Exercise objective: Reproduce all records exactly.

(Collection entries)
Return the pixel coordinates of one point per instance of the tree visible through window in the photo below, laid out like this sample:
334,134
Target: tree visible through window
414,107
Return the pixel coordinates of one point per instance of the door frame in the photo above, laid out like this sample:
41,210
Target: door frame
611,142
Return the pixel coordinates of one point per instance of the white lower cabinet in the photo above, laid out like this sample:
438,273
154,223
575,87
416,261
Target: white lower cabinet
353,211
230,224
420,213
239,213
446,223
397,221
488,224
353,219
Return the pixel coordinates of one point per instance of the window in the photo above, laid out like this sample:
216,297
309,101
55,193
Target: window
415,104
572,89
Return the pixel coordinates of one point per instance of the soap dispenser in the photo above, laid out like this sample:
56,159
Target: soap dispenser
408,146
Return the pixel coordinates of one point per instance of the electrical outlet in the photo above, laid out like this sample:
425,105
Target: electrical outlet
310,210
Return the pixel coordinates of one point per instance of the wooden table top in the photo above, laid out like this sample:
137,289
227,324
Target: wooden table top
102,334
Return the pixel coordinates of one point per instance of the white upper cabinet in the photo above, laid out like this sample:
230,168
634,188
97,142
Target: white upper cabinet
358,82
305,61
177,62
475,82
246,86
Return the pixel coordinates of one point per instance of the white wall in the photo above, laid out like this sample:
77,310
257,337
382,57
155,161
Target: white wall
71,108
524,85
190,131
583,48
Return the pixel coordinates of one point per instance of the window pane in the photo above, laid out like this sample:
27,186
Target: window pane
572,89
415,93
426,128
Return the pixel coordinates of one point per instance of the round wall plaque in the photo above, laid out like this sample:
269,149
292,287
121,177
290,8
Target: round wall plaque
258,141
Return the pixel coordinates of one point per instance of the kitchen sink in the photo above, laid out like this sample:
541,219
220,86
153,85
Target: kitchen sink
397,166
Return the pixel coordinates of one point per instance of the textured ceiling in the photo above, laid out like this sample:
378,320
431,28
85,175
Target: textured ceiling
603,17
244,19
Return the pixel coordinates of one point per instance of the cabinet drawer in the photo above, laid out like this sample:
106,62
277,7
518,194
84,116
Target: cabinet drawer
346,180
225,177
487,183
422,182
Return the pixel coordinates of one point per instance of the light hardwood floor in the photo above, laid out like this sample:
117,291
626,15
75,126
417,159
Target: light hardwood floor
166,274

Response below:
Return the pixel coordinates of one point per instance of the tree visible through window in the photo below, laid out like this sample:
334,134
Target: tree visible through window
414,107
Return the pixel coordinates of one point per instance of the door frame in the photo above, laid out like this sample:
41,210
Target: door frame
611,142
Return the pixel coordinates of one point per instance of the white lower cabinet in the photo above, laid out like this sample:
438,273
154,223
575,87
416,261
Target: white lower cabinet
353,211
230,224
420,213
239,213
446,223
397,221
488,224
353,219
Return the pixel coordinates of one point per instance of the window in the photo above, laid out like this sample:
216,297
309,101
55,193
Target: window
415,104
572,89
Return the pixel coordinates of one point per instance of the soap dispenser in the photo above, laid out like this sample:
56,159
Target: soap dispenser
408,146
Return the pixel coordinates of one point per instance of the electrical outlet in the photo above, laid out like this sample:
425,105
Target: electrical outlet
310,210
Return the pixel coordinates of one point per instance of the wooden table top in the photo above, laid out like this sample:
137,289
227,324
Target: wooden table top
102,334
Return the pixel coordinates of one point per instance of the white upper cabinet in the photo above, laid out like this sample:
230,168
634,188
97,142
Target: white upper cabinet
358,82
305,61
177,62
475,82
246,86
Return the pixel coordinates of one point per instance of the white wall in the photo above, laid out like this sample:
77,310
257,337
382,57
155,161
Target: white wall
71,108
524,85
190,131
583,48
Return the pixel coordinates of one point per instance of the window pane in the photo above, laid out like this sample:
27,186
Target: window pane
572,89
415,93
426,128
Return the pixel coordinates of one point per instance of the round wall plaque in the photo above, laid out like this sample:
269,149
292,287
121,177
290,8
Target: round wall plaque
258,141
Return the pixel coordinates of one point per instance of the kitchen sink in the photo above, laid out like this sample:
541,219
220,86
153,85
Target: kitchen sink
397,166
Return the pixel coordinates of one point per instance of the textured ceiling in the photo above, laid out like this sample:
378,320
431,28
85,175
Target: textured ceiling
603,17
244,19
Return the pixel coordinates of one point per instance of the cabinet drawer in the photo above, laid out like this sample:
106,62
277,7
518,194
84,116
Target: cabinet drawer
346,180
225,177
487,183
422,182
Return the pixel coordinates of one point per instance of the light hardwood floor in the photo above, laid out like this sample:
117,291
626,15
75,126
417,159
Target: light hardwood floor
166,274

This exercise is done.